**TASK DIRECTIONS**
Search the records for the string "every", then copy each line where it appears.

==== DATASET EXTRACT

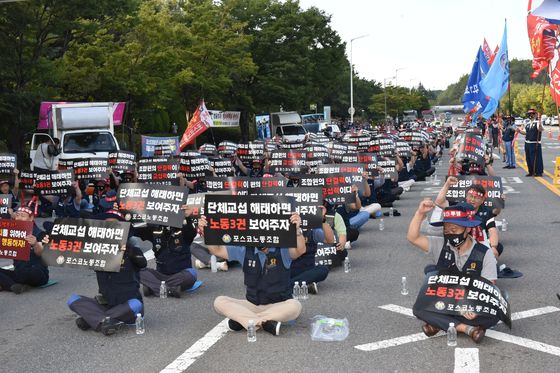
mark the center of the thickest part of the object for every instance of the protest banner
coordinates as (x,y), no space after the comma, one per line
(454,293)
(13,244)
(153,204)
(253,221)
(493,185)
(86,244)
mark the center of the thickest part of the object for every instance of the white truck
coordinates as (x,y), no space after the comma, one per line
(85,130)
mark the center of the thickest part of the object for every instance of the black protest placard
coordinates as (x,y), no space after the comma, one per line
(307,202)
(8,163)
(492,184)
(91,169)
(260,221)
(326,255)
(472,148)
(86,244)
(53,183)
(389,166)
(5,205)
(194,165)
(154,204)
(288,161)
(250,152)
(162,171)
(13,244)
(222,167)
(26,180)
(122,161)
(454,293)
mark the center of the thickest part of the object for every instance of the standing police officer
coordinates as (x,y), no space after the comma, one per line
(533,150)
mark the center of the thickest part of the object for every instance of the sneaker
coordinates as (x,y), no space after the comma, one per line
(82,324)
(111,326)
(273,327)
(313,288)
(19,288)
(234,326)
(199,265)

========
==== DATASET EXTRACT

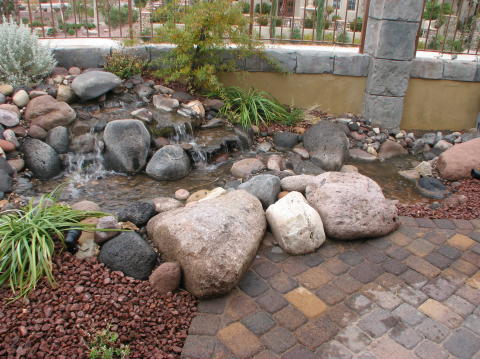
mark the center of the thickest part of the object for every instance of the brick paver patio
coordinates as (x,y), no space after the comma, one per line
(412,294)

========
==== DATASET EXTRACT

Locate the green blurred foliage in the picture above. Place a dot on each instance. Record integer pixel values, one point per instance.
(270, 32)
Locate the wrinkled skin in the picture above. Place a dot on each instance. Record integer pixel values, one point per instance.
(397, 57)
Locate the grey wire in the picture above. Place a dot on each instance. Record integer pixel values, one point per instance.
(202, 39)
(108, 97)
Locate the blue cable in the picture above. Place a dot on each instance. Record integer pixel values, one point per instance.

========

**EXERCISE RESULT**
mark the center of the thickest part of the object for every instance of the protest banner
mark the center of the thickest part of the object for every instance of the white truck
mark the center of the thickest part of the object for every instance of the black protest placard
mark the center of the thickest part of the object for every instance of the standing police officer
mark the center of the thickest part of the object for every instance of the sneaker
mark the center of the thickest part of the object for every instance of the brick paver patio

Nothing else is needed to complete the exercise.